— Begin —

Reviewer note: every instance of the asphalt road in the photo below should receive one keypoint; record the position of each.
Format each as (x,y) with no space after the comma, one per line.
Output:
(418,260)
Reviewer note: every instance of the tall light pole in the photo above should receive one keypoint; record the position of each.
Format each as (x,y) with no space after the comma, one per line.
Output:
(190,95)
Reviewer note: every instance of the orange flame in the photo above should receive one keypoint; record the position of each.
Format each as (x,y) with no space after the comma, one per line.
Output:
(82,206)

— End —

→ Job:
Copy out every row above word for word, keeping each line unchanged and in the same order.

→ Exercise output:
Reviewer note: every instance of the asphalt road in the photo below should receive one keypoint; record the position of each.
Format each as (x,y) with no space after the comma, one per line.
Output:
(418,260)
Reviewer note: every instance of the tall light pole in the photo above should receive one keypoint; record the position of each.
Format each as (x,y) with no space after the comma, one per line.
Output:
(190,95)
Reviewer note: every instance of the orange flame in the photo above should receive one keypoint; record the position of each.
Format each as (x,y) with no space after the comma, one per line.
Output:
(82,206)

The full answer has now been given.